THE REQUEST =
Beneath this task is a listing; retype all of it exactly.

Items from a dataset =

------------------------------------------------------------------------

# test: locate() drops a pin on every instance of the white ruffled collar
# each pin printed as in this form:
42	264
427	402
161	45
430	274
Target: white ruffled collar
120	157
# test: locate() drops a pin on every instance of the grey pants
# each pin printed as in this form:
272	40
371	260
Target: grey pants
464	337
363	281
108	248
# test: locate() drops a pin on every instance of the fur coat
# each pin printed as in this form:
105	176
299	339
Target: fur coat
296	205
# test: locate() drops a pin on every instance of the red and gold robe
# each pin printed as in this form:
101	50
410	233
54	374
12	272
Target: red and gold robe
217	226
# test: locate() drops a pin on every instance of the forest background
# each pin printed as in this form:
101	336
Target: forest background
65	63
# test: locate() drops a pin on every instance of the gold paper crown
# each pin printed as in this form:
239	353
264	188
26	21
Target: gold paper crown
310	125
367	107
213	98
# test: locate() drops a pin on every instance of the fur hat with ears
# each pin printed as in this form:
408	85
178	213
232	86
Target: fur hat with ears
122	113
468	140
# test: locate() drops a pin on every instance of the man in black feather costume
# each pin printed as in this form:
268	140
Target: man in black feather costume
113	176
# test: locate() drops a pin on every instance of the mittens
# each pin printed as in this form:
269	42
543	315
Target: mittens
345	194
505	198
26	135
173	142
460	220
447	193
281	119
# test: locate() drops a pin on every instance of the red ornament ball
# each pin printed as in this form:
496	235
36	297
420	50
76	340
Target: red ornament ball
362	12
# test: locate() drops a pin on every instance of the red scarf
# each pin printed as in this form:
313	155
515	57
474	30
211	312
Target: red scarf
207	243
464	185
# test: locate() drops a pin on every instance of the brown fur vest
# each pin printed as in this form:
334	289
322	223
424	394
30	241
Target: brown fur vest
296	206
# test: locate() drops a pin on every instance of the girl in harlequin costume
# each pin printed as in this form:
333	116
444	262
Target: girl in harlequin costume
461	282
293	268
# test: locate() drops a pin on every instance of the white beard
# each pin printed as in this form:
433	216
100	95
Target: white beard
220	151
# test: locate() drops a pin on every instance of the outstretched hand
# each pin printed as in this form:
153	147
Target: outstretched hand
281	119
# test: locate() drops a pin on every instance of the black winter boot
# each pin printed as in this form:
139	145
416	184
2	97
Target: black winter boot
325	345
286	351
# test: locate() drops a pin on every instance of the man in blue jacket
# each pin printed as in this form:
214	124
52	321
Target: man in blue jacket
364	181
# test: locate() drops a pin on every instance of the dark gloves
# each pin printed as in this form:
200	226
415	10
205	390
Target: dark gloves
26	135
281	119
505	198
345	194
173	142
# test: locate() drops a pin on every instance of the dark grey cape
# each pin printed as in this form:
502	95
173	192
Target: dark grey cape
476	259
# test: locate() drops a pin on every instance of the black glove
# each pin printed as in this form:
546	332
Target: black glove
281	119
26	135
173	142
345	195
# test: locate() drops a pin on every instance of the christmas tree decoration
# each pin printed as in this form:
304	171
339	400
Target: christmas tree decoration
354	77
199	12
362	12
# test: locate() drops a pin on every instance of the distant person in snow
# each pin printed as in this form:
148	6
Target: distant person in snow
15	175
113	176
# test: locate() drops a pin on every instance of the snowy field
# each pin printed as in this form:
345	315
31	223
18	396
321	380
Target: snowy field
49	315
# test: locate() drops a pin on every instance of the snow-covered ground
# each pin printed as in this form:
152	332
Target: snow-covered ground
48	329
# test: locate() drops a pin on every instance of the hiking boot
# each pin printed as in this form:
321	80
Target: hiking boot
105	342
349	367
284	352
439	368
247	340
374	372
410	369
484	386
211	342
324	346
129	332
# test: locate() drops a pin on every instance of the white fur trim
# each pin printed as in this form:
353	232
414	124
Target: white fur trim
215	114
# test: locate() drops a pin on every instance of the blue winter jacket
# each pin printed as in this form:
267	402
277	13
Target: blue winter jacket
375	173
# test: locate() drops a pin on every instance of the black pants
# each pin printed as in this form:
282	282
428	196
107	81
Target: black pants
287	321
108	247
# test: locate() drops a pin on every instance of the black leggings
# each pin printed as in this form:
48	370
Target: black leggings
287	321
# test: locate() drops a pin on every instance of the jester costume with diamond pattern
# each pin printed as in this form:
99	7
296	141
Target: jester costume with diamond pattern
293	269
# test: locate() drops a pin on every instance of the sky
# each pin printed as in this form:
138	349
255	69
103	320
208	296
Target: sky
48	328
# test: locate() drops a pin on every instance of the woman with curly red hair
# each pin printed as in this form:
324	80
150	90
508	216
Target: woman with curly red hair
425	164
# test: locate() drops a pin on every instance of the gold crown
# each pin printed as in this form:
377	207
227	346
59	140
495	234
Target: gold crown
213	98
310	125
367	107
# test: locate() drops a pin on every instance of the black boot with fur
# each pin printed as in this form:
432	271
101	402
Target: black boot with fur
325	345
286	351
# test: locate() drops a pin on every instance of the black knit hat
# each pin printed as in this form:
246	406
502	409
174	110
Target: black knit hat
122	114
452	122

------------------------------------------------------------------------

CORRECT OUTPUT =
# test: locate() drops a pin on every instance of the white ruffled collar
# each pin printed as in this form:
42	264
427	402
161	45
430	274
Target: white ruffled collar
120	157
# test: locate() drops a pin on every instance of the grey pants
# each pin printed as in this form:
272	40
371	260
Target: grey pants
464	337
363	281
108	248
# test: locate() drops a pin on every instance of the fur coat
# each pin printed as in this form:
105	176
299	339
Target: fur coat
296	205
# test: locate() drops a pin on every instance of the red and gold robe
# each pin printed as in this form:
101	50
410	233
54	374
12	272
Target: red and gold robe
217	226
# test: locate() drops a pin on every instance of the forest background
# each pin printed as in this form:
101	336
Target: forest background
65	63
# test: locate() drops a pin on every instance of the gold paper crown
# each pin printed as in this form:
239	353
264	188
26	21
Target: gold paper crown
310	125
367	107
213	98
# test: locate() drops a pin on every instance of the fur hat with ears
# each pin printed as in this form:
408	85
178	213
232	86
Target: fur hat with ears
122	113
468	140
# test: locate() drops a pin on every instance of the man in black feather costume
# each pin printed as in this form:
268	140
Target: man in black feather costume
113	176
# test: locate() drops a pin on every instance of the mittens
# each pin printed as in this form:
269	42
543	315
Target: mittens
345	194
505	198
26	135
173	142
460	220
447	193
281	119
# test: locate() drops a pin on every instance of the red ornament ball
# each pin printed as in this form:
496	235
36	297
420	50
76	340
Target: red ornament ball
362	12
# test: locate() drops a pin on every instance of the red scarf
# each pin printed as in this form:
313	155
515	57
474	30
211	312
Target: red scarf
207	243
464	185
# test: locate() drops a pin on every instance of the brown fur vest
# each pin printed as in this form:
334	289
322	223
424	394
30	241
Target: brown fur vest
296	206
# test: locate() drops a pin on every instance of the girl in harlequin costume
# each pin printed as in this form:
333	116
444	262
Target: girl in harlequin costume
461	282
293	268
# test: locate() drops a pin on every instance of the white beard
# each pin printed as in this form:
433	216
100	95
Target: white beard
220	151
# test: locate() drops a pin on every instance of the outstretched hand
# each pin printed as in this form:
153	147
Target: outstretched hand
281	119
# test: locate() drops a pin on every instance of the black winter boot
# each pin printed as in this form:
139	145
416	184
2	97
Target: black winter boot
325	345
286	351
# test: locate() drops a pin on every instance of the man in blue jacket
# each pin printed as in this form:
214	124
52	321
Target: man in blue jacket
364	181
# test: locate() drops a pin on every instance of the dark gloves
# each pin printed as in this form:
200	226
415	10
205	390
Target: dark gloves
26	135
281	119
505	198
345	194
173	142
# test: locate() drops a pin on every instance of the dark grey cape
# each pin printed as in this form:
502	95
173	192
Target: dark grey cape
476	259
# test: locate() drops a pin on every instance of the black glove
# each pin printed as in this form:
546	332
Target: black glove
281	119
26	135
173	142
345	195
# test: locate() drops a pin on every instance of the christmas tree decoration
# each pin printed as in this form:
304	171
339	400
Target: christmas tree decoration
354	77
199	12
362	12
# test: locate() drops a pin on every instance of the distant person in snow
# each pin printed as in this form:
148	6
Target: distant person in snow
15	175
113	176
# test: locate() drops a pin on every instance of the snowy field
# each pin printed as in this form:
345	315
31	223
18	396
321	380
Target: snowy field
49	315
# test: locate() drops a pin on every instance of the snow-covered ground
# each pin printed as in this form:
152	332
Target: snow-covered ground
48	329
# test: locate() drops a pin on every instance of the hiking boot
# each pin printed as in this form:
321	80
Target: hiking boot
105	342
349	367
284	352
439	368
247	340
374	372
410	369
484	386
211	342
324	346
129	332
# test: locate() drops a pin on every instance of the white fur trim
# each pin printed as in this form:
353	232
414	124
Target: white fur trim
215	114
# test: locate() drops a pin on every instance of the blue winter jacket
# each pin printed as in this form:
267	402
277	13
Target: blue winter jacket
375	173
# test: locate() drops a pin on every instance of the black pants
# each pin printed as in this form:
282	282
428	196
107	81
Target: black pants
287	321
108	247
# test: locate() drops a pin on every instance of the black leggings
# each pin printed as in this form:
48	370
Target: black leggings
287	321
# test: locate() drops a pin on every instance of the jester costume with diamond pattern
# each pin printed as in this form:
99	7
296	141
Target: jester costume with diamond pattern
293	269
# test: locate() drops a pin on every instance of the sky
# each pin printed as in this form:
138	349
255	69
103	320
208	296
Target: sky
48	328
# test: locate() drops a pin on every instance of the woman with curly red hair
# each pin printed as in this form:
324	80
150	90
508	216
Target: woman with curly red hair
425	164
# test: locate() drops a pin on every instance of the gold crown
# each pin printed as in this form:
377	207
227	346
59	140
495	234
Target: gold crown
213	98
310	125
367	107
# test: locate() drops a pin on every instance of the black boot with fur
# each pin printed as in this form:
432	271
101	402
Target: black boot with fur
325	345
286	351
# test: locate() drops a pin on every instance of the black knit hat
# each pin printed as in this form:
246	406
502	409
174	110
Target: black knit hat
122	114
452	122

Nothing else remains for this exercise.